- **Document text**
----
Although we are bombarded with
advice related to growing a practice, very little information
is available to support those who want to stay in practice until
their last day on earth.
Here are 10 simple tongue-in-cheek
rules to follow if you would like to work until you drop. It
is very important for you to follow them carefully. Failure
to do so might cause you to be able to sell your practice, become
rich, and find yourself idle in retirement.
Have fun with the rules!
Rule 1: Don’t
write a business plan. Business plan? Who needs one?
You already know what to expect and what is going to happen
next.
Planning means setting priorities,
organizing your thoughts, and aligning your resources. All of
that takes too much time.
Rule 2: Avoid planning
of any kind. Everyone knows how unpleasant it can be
to meet with financial and estate planners. They ask too many
questions and make you think about your own mortality.
This is very bad karma if you
are planning to work forever. Besides, most of what you have
is probably going into making ends meet anyway.
Rule 3: Now that your
practice is successful, take it easy. Your practice
has reached a manageable size. If you grow it further, you will
have to work harder.
A practice that has reached
a plateau is much easier to run. That type of practice must
surely be more valuable than one that is growing and puts demands
on your time.
Just relax. You’re not
going anywhere anyway
Rule 4: When you sell
your practice, don’t get a practice financial
valuation. And never get one from an accredited professional.
This is a total waste of money.
----
Recorded data
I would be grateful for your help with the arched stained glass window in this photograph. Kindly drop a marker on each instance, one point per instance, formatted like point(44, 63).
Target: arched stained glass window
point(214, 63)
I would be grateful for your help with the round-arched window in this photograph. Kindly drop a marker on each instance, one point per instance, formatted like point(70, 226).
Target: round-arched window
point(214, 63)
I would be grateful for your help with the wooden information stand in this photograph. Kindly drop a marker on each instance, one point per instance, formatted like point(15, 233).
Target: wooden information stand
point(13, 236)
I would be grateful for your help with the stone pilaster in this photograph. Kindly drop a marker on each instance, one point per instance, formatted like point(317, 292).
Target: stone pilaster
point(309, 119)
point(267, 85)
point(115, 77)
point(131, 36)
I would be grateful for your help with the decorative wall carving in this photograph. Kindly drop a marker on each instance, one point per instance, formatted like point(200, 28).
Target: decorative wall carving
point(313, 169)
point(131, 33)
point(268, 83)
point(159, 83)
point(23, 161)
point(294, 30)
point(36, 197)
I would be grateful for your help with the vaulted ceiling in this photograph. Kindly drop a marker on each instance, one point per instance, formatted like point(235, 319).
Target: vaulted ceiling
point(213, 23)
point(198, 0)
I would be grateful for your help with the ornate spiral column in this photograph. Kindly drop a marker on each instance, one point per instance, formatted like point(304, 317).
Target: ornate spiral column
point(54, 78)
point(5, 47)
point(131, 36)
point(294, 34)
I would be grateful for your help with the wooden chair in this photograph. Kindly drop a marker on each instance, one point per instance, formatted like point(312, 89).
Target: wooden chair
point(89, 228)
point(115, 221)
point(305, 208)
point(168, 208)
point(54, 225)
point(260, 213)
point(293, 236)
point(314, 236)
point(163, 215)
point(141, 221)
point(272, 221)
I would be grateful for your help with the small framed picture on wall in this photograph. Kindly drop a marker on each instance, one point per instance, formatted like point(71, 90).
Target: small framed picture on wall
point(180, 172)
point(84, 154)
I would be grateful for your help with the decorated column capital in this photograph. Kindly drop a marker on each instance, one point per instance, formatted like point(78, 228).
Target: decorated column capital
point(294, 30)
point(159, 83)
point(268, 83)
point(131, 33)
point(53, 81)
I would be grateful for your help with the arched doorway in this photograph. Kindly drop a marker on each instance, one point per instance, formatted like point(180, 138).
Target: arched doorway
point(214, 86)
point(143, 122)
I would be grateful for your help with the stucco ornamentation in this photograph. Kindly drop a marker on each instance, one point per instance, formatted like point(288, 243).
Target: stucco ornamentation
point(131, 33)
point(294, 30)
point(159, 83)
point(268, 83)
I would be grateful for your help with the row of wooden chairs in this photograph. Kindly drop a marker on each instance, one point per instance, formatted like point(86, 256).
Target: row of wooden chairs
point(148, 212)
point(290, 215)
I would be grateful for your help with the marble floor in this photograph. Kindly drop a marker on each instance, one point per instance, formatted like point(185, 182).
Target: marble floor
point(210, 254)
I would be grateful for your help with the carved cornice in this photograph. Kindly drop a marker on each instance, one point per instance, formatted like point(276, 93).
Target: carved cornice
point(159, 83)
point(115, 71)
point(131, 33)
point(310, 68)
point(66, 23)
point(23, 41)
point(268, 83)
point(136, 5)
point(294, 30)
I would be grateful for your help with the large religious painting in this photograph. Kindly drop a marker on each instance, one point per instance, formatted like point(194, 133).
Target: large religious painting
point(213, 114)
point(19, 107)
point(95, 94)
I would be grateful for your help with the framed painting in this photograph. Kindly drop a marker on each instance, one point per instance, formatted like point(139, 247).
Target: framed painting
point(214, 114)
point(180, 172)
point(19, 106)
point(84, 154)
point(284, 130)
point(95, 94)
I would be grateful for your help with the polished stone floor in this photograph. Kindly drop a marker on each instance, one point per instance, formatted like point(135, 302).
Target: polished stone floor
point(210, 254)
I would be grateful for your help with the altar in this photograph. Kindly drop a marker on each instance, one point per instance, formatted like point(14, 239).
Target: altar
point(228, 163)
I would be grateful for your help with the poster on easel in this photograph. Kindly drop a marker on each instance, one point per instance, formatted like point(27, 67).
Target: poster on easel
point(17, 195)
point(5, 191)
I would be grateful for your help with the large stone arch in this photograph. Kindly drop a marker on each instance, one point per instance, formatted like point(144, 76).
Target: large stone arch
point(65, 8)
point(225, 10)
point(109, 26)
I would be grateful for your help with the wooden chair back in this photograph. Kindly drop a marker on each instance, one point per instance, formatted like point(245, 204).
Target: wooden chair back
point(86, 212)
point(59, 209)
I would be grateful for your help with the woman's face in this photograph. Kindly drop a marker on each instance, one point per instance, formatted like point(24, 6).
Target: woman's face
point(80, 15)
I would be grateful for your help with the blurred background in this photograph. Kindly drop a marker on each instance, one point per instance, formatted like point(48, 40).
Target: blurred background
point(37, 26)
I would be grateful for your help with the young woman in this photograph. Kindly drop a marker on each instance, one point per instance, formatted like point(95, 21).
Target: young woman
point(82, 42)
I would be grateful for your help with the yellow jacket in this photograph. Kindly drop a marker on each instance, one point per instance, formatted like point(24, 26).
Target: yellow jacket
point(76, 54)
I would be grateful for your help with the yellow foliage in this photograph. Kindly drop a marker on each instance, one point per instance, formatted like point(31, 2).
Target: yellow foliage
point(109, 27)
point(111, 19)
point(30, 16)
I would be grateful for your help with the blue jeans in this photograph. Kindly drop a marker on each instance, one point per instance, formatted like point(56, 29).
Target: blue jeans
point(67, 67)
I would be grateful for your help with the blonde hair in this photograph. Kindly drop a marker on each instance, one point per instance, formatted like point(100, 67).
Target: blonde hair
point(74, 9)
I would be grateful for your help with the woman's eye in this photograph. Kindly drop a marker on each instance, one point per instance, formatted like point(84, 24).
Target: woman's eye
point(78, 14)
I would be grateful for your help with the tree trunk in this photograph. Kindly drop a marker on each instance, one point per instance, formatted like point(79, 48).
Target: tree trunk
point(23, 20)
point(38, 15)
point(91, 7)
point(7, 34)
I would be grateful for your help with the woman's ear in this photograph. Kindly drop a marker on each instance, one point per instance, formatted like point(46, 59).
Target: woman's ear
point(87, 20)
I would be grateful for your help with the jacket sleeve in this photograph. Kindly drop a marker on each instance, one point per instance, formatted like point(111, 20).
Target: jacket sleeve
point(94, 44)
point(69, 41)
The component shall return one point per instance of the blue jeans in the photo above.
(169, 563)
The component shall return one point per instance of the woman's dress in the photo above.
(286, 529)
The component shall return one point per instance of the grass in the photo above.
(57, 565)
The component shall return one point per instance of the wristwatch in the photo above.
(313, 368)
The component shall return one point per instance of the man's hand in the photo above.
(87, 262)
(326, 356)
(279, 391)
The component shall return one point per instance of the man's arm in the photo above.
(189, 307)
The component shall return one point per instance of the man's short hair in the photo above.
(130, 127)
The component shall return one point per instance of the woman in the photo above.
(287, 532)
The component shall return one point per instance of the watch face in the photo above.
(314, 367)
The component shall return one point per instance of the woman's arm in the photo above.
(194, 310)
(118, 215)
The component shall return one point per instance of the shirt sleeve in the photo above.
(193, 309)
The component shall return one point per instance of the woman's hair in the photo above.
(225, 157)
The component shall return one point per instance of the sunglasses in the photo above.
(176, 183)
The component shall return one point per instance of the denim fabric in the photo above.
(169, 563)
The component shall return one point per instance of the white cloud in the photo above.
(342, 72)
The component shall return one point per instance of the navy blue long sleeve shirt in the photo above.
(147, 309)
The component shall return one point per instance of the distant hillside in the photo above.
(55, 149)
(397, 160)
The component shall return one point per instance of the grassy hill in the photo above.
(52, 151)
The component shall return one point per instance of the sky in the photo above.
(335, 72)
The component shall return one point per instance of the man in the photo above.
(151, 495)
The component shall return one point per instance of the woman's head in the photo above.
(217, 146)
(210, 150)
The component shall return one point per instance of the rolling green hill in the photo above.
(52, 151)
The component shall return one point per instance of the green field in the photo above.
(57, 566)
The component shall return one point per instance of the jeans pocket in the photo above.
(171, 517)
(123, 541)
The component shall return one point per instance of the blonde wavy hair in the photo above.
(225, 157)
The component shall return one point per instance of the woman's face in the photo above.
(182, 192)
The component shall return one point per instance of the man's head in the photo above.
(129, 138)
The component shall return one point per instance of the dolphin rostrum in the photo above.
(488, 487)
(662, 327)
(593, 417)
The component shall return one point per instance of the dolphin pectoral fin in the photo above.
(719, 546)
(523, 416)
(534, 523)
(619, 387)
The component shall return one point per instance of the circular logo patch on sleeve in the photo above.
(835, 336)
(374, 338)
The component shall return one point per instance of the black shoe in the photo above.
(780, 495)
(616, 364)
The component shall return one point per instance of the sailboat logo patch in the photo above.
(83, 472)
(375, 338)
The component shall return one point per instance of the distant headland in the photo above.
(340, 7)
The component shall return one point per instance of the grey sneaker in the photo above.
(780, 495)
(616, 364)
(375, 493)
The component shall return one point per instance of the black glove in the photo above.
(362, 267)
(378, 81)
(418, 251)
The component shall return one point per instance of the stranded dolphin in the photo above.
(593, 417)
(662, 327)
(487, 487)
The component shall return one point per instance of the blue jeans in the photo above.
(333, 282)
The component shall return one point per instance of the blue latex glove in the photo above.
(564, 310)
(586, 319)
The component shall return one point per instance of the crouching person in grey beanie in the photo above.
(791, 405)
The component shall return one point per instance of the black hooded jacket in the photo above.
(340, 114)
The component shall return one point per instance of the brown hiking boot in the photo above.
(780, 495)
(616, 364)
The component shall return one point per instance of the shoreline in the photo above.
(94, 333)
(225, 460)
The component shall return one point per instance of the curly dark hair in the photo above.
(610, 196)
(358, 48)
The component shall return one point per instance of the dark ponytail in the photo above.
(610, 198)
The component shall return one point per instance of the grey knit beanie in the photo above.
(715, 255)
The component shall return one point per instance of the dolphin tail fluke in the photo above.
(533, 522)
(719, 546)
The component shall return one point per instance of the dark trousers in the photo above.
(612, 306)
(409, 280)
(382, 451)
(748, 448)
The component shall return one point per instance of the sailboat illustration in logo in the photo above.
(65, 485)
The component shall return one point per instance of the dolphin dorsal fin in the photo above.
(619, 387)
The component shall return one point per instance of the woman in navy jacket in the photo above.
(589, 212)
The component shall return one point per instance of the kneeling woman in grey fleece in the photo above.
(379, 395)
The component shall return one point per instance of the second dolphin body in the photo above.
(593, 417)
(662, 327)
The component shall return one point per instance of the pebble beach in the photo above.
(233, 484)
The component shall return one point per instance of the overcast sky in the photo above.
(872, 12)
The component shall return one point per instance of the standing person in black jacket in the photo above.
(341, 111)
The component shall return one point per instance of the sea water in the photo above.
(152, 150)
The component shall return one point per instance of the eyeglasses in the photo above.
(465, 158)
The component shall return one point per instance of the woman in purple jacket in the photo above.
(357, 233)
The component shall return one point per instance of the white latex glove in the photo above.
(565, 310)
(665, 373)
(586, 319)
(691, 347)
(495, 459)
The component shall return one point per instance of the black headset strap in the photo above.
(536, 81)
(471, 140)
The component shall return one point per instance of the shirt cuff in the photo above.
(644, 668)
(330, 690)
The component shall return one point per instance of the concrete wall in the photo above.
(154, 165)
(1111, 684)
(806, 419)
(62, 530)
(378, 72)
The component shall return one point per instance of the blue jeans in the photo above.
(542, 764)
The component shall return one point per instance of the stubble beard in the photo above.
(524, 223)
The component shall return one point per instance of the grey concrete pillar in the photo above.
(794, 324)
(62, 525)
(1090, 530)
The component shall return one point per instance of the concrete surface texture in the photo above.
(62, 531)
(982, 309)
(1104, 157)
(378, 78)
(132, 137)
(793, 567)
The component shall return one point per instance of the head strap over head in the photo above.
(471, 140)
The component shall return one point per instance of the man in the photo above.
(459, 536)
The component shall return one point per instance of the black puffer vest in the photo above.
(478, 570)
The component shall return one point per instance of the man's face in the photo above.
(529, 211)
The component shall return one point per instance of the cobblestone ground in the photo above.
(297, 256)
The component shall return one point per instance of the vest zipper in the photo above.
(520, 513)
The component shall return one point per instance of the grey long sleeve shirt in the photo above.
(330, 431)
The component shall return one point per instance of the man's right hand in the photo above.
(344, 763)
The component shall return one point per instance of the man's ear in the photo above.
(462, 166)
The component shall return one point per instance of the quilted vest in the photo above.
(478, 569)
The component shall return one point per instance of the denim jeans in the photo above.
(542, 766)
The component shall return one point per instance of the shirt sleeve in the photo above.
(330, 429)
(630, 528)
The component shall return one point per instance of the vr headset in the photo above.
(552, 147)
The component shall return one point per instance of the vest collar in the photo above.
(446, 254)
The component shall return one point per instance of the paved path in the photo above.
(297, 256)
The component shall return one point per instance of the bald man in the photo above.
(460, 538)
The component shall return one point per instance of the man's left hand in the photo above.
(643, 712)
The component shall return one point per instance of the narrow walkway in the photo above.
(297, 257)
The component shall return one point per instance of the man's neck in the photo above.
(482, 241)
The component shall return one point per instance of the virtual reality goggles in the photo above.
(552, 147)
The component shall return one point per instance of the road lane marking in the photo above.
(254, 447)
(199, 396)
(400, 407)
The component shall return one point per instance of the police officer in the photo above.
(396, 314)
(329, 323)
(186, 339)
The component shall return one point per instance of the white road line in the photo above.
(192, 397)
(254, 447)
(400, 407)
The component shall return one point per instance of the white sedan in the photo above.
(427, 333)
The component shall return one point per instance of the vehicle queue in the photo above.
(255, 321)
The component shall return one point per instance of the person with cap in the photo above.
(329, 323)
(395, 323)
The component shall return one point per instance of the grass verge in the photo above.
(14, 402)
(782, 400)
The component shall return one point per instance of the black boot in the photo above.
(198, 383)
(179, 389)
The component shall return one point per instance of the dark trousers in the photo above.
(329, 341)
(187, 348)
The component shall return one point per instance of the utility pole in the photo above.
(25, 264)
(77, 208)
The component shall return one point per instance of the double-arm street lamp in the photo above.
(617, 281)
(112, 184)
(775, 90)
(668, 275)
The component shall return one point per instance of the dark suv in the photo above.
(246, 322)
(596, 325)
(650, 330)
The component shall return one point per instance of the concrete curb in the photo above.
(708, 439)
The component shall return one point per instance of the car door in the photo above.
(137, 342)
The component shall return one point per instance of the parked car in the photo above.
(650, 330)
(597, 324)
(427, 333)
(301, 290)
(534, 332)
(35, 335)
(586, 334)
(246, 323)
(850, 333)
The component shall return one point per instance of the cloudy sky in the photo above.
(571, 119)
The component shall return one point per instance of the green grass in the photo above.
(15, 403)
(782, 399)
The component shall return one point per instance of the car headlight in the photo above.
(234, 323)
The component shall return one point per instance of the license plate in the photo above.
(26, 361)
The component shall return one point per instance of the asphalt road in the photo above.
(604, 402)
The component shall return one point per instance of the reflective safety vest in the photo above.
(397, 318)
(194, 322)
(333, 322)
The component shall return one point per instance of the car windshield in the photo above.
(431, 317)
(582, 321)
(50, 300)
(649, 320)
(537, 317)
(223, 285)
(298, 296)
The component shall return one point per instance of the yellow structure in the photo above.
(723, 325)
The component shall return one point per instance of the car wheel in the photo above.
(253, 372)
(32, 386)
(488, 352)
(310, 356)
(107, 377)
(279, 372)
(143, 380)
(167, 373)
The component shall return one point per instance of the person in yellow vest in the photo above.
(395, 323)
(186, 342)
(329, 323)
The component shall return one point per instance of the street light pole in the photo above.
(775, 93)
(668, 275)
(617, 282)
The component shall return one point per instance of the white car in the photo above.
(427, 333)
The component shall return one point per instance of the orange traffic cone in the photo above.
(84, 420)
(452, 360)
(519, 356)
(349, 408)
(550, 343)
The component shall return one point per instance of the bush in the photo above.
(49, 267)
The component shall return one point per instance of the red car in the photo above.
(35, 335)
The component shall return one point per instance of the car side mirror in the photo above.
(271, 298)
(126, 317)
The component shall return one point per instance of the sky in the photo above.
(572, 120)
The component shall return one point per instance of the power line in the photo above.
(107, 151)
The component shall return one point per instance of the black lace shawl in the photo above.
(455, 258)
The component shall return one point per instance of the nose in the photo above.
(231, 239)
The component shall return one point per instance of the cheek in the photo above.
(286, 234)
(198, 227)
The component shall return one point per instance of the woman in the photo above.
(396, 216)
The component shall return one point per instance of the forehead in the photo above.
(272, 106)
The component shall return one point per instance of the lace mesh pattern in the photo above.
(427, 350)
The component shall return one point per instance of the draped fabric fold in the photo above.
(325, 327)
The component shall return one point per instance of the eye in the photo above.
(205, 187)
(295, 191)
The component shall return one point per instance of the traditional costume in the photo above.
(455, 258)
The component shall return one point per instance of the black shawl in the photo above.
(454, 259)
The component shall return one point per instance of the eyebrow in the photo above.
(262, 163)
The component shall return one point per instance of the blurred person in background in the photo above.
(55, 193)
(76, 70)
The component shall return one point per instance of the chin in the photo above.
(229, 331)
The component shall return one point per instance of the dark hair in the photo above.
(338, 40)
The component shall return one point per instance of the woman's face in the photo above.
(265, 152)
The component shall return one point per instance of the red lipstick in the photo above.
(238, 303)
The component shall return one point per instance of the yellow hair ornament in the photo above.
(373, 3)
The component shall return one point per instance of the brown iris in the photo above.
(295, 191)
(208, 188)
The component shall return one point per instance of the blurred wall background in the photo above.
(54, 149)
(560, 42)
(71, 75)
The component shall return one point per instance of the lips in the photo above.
----
- **Work instructions**
**A.** List the rules given in the text about working until you drop, with each rule's wording as stated.
**B.** Carry on the text about working until you drop from the point where it stops, keeping its tongue-in-cheek tone.
The data have no connection to the text about working until you drop.

- **Answers to the problems**
**A.**
Rule 1: Don't write a business plan.
Rule 2: Avoid planning of any kind.
Rule 3: Now that your practice is successful, take it easy.
Rule 4: When you sell your practice, don't get a practice financial valuation.

**B.**
You’ve heard about a doctor who sold his practice for
a good price. Or, maybe your realtor or attorney knows someone
who sold a practice. Call him up and ask him what you should
do. Rely on his expertise and save yourself a few bucks.
Or, use the “rule of thumb”
method. Just multiply some number by something. Anything so
simple and time-honored has to be accurate. Among all of these
sources, you’ll find someone who will agree with your
expectations.
Rule 5: When you buy
a practice, don’t get a financial valuation. See Rule 4. Change “sell” to “buy.”
With the right advice, you could
actually enter the practice feet first.
Rule 6: Time is not
of the essence. You wouldn’t want to think about
making lifestyle changes too far in advance. Buyers of practices
always seem like they are in a hurry. They always come to you
with some sob story, such as, “I am living off my life
savings and am anxious to buy your practice.”
This is just an act. They have
plenty of time to wait until you get organized. Buyers’
representatives might call and try to give you the idea that
deadlines are meaningful. Ignore such arbitrary demands. Be
sure to surround yourself with like-minded advisors.
Rule 7: Don’t
keep your financial information and stats up to date. One
of the things you always have enough of is time. Rule 6 proved
buyers don’t mind waiting. And, after all, you’re
a doctor. You know there are always plenty of warning signals
when something bad is going to happen.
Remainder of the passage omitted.